(Stored records)
- - -
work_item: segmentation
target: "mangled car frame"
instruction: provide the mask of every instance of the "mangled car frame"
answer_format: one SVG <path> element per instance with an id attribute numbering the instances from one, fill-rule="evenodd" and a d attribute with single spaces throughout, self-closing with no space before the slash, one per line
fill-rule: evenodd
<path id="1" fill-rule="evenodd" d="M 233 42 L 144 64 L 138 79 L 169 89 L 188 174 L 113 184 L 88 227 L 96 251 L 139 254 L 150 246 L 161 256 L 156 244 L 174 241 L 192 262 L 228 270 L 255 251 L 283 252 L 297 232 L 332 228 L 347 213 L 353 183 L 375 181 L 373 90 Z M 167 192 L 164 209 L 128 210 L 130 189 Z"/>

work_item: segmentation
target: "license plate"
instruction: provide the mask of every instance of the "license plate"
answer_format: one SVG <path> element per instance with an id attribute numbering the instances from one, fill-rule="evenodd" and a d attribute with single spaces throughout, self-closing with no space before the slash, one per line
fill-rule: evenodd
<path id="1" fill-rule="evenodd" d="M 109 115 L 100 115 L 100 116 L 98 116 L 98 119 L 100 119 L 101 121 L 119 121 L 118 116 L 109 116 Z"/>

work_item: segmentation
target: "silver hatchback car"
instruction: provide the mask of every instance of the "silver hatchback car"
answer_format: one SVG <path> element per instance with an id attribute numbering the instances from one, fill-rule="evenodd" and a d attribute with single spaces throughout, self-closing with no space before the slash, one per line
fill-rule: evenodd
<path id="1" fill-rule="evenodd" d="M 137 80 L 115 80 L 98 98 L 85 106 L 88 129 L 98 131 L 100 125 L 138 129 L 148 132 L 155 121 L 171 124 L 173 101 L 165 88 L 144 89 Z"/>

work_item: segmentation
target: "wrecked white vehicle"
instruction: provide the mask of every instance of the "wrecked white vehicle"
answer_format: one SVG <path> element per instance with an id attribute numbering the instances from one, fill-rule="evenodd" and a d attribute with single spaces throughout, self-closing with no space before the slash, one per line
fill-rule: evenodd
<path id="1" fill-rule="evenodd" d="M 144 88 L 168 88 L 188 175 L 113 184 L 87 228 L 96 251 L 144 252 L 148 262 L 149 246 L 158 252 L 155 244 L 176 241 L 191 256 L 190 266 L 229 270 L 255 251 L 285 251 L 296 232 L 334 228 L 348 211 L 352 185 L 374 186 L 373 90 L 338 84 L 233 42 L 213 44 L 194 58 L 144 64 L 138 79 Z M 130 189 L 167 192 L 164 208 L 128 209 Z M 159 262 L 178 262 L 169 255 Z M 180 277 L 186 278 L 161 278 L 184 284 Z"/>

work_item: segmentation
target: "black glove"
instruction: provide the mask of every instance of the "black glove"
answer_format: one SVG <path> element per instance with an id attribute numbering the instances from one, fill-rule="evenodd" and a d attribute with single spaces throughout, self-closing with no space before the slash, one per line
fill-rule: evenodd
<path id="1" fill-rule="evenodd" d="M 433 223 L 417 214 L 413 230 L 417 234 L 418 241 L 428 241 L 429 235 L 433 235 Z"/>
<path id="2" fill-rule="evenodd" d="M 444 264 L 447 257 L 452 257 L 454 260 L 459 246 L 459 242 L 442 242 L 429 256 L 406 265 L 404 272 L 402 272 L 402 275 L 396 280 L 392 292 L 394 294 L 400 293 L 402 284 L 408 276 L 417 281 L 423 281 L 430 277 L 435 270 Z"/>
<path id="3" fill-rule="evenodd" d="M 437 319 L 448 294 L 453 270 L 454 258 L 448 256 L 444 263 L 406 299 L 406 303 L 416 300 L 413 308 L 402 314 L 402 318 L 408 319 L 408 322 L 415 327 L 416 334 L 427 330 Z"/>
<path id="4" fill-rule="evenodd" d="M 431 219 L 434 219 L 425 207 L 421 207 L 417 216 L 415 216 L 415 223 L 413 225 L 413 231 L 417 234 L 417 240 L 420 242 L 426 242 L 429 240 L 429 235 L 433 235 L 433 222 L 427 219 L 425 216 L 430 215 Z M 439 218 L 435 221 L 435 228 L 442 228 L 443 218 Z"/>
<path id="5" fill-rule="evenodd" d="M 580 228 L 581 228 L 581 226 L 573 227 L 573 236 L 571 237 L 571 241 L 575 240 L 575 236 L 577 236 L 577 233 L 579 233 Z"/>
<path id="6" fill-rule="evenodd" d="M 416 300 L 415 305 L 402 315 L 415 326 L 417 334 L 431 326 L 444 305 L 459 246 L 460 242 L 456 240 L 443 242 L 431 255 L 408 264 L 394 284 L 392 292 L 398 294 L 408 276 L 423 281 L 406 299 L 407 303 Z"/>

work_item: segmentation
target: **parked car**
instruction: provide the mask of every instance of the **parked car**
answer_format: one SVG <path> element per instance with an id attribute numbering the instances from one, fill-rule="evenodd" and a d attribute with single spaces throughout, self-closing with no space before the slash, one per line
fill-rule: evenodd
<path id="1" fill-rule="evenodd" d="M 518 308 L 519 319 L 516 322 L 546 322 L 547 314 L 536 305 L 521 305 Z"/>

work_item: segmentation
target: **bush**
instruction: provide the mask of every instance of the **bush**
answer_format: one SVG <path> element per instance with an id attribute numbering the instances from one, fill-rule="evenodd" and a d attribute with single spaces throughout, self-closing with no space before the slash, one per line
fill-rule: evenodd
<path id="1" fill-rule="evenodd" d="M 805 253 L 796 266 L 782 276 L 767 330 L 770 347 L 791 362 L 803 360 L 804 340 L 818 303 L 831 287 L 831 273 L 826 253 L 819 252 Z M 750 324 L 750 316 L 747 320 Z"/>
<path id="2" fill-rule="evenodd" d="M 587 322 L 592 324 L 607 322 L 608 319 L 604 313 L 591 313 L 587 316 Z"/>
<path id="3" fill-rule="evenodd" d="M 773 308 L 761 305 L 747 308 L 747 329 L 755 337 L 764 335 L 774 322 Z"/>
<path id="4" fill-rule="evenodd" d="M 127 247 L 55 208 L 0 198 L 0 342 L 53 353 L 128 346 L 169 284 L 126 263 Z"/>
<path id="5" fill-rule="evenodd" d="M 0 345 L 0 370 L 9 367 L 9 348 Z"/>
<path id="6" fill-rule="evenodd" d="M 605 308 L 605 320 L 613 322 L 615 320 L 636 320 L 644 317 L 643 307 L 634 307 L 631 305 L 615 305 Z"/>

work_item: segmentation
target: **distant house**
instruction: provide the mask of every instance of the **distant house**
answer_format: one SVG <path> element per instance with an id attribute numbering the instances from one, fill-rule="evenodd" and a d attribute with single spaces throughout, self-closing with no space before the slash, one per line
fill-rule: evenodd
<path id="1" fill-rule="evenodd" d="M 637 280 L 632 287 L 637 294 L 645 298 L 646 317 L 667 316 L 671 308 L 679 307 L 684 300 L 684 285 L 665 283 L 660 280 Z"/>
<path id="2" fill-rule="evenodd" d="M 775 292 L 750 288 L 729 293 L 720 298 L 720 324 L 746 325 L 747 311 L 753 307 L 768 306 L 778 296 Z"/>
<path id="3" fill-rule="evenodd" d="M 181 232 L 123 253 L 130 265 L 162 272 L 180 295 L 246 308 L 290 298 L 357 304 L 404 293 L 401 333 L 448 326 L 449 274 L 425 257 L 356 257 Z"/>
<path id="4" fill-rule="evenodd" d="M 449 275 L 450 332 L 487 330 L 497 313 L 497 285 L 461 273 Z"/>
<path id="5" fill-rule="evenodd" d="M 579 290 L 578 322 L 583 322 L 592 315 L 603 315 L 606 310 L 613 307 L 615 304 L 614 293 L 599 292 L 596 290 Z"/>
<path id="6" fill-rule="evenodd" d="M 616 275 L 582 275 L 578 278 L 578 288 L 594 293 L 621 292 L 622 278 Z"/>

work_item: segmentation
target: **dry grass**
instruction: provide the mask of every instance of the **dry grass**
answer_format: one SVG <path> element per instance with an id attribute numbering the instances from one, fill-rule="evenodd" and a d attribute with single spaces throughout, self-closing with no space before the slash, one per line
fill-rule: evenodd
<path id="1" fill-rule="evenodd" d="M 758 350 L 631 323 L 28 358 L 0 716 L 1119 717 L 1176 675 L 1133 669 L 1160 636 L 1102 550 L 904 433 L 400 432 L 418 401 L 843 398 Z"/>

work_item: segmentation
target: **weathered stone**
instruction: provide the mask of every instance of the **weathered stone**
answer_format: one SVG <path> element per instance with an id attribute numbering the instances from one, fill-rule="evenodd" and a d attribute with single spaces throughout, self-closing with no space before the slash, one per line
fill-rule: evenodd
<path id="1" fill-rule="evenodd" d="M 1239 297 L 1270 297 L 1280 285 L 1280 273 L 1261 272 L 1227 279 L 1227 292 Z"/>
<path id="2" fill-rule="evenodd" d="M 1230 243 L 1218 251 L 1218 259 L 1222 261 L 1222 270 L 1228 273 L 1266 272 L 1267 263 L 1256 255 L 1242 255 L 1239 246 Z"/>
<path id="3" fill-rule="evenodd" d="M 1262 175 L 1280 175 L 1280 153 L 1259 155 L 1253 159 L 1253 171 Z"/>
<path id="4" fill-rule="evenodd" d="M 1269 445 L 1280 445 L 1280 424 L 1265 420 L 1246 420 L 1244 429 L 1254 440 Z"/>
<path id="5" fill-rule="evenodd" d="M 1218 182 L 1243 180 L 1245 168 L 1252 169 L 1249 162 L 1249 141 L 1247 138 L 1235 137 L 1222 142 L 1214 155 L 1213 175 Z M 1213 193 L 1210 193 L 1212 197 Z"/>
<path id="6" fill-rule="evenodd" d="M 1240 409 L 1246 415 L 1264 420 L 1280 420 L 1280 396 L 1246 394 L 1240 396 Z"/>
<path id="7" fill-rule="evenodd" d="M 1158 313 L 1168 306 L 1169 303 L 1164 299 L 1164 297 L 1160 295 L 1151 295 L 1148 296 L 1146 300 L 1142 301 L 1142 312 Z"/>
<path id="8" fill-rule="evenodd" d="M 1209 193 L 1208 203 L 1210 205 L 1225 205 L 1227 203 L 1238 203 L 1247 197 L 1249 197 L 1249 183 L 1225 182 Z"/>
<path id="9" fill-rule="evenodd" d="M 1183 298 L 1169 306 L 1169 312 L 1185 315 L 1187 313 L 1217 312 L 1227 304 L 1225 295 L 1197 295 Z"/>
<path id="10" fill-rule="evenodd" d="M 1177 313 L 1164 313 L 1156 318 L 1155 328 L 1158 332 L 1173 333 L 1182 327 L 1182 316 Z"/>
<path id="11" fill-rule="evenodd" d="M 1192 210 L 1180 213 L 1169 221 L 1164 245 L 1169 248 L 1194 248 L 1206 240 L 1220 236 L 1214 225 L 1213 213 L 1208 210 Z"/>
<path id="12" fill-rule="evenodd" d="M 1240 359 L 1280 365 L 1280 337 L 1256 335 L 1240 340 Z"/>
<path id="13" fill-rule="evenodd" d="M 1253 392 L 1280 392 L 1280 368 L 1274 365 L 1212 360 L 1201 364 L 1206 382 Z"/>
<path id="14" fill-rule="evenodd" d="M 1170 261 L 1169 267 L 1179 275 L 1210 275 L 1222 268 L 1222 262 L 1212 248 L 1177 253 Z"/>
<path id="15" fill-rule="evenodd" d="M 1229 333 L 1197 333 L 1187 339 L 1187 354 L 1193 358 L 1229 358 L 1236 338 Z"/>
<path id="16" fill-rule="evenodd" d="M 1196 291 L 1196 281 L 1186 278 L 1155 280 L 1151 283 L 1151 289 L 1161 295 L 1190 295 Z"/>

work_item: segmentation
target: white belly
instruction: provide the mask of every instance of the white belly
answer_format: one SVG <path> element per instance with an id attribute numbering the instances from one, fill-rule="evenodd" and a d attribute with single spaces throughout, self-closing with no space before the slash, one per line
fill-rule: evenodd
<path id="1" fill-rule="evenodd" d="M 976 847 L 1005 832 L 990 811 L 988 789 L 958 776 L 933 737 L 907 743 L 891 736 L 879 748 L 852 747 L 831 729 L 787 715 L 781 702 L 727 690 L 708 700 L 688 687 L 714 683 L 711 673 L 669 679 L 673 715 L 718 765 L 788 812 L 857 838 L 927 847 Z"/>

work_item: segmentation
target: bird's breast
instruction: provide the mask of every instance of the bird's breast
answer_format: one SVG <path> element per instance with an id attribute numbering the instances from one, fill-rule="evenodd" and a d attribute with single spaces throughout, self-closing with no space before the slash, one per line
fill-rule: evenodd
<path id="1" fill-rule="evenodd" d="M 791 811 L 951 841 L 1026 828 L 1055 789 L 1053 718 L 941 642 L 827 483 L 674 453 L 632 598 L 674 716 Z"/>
- - -
Report how many lines in the records above contain the word "hatchback", giving only the number.

▶ [Written response]: 2